■ **Assigned task**
Leave out any pictures and transcribe all other data below exactly.

■ **Information supplied**
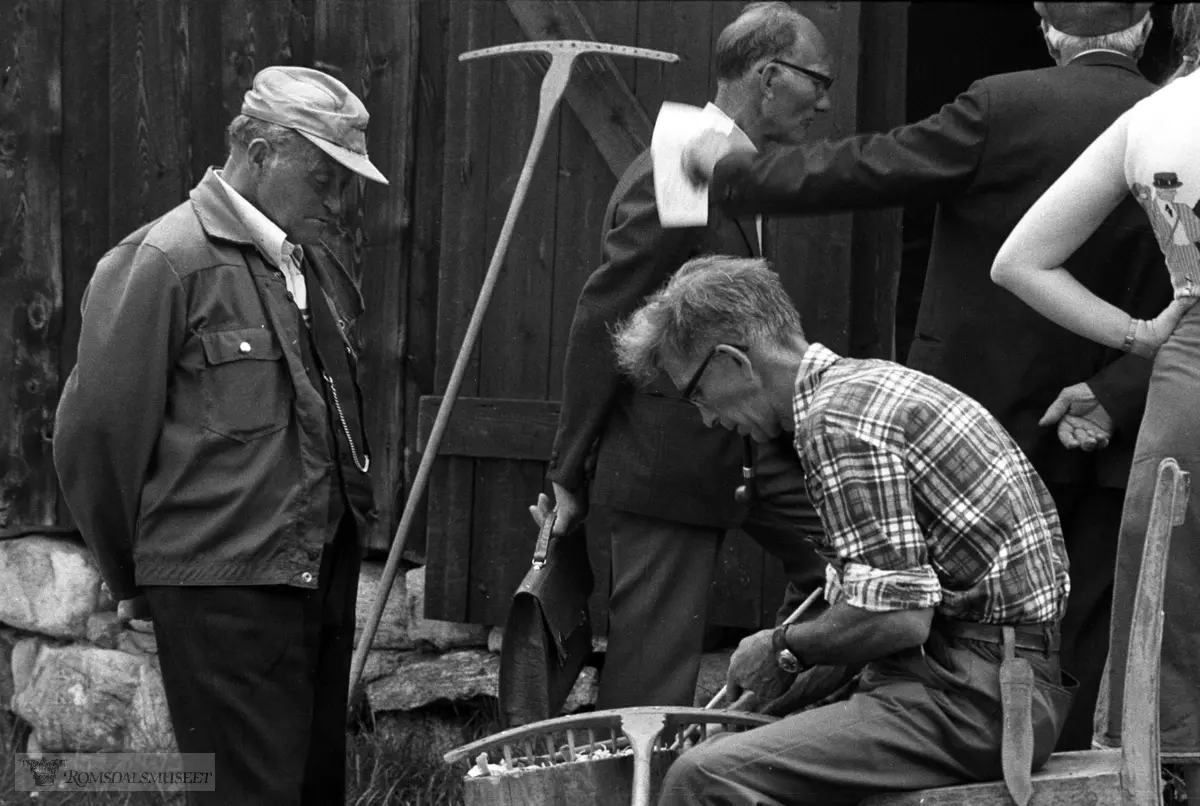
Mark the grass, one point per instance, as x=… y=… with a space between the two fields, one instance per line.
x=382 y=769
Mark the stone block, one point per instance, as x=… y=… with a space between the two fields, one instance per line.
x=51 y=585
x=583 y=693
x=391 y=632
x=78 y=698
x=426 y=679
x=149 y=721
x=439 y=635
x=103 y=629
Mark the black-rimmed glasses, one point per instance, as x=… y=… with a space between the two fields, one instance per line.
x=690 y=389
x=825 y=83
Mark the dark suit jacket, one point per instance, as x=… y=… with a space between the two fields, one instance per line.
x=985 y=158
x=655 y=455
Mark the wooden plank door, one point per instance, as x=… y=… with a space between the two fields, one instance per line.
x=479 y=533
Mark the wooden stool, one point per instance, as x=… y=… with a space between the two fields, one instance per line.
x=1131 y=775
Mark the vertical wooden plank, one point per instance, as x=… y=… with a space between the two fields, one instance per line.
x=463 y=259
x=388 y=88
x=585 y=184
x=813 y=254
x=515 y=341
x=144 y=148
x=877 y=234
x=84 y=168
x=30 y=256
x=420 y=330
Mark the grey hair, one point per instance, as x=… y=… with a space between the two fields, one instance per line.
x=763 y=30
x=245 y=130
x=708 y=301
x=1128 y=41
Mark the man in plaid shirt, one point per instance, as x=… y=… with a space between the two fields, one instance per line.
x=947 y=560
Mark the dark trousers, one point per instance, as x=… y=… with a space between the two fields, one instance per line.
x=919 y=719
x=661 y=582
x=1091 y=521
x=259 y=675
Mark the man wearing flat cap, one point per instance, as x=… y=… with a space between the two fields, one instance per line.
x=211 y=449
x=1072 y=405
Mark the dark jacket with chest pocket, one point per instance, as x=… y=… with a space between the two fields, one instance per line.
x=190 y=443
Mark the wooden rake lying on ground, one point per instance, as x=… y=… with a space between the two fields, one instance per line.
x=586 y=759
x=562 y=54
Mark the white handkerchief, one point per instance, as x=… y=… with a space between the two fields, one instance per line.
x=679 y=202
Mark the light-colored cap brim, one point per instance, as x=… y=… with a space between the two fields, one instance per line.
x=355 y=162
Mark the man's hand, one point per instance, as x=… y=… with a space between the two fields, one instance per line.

■ **Task solution**
Mark the grass, one point per instance, as x=… y=… with a space between the two fields, one instance per line.
x=382 y=769
Mark the stone block, one point per instance, as x=… y=… with a space between the two fields, one instance per line.
x=51 y=585
x=583 y=693
x=391 y=632
x=78 y=698
x=426 y=679
x=149 y=721
x=439 y=635
x=103 y=629
Mark the black-rimmed glasses, one point per instance, as x=… y=… with a space between the two fields, one instance per line.
x=690 y=389
x=825 y=83
Mark the dark suit jacket, one point per instance, as x=… y=… with a space between the two fields, one instance per line.
x=985 y=158
x=655 y=455
Mark the wooden plank door, one point per instance, as x=… y=… with a space between the two fields, one instance per line.
x=479 y=533
Mark the wooden stool, one point per instance, as x=… y=… with a space between the two fields, one instance per line.
x=1131 y=775
Mark the vertical wooden plank, one point per instance, as x=… y=… with a space between the two fields, one instance per line.
x=463 y=259
x=388 y=88
x=585 y=184
x=813 y=254
x=515 y=341
x=144 y=148
x=877 y=234
x=84 y=168
x=30 y=256
x=420 y=330
Mark the grey hair, one point per instance, as x=… y=… with a space between the two fields, one instance per line.
x=763 y=30
x=245 y=130
x=708 y=301
x=1128 y=41
Mark the man in plaid shirt, one point per instance, as x=… y=… with a space between the two fields, one instance per line.
x=947 y=560
Mark the dark trousers, one point per instance, as x=… y=… with a space between the two fields, one instance per line.
x=919 y=719
x=661 y=582
x=1091 y=521
x=259 y=675
Mark the man wearing flat cap, one point per instance, as x=… y=… with a space between the two fields, one instance per line.
x=211 y=449
x=1072 y=405
Mark the dark jacket with chest pocket, one point per instance, as x=… y=… with a space between the two fields, one instance per line.
x=190 y=443
Mark the wooden rake lying on ground, one point per instance, as x=… y=… with a space between the two fields, one instance per line.
x=586 y=759
x=562 y=54
Mark the white handkerchief, one point per instance, as x=… y=… with a space between the two fields, one instance per line.
x=679 y=202
Mark the light-colored cap brim, one point per instance, as x=… y=… with a space between the two fields, one instance per line.
x=355 y=162
Mark the man's hand, one point per instance, as x=… y=… with a space between the two fields, one instance per line.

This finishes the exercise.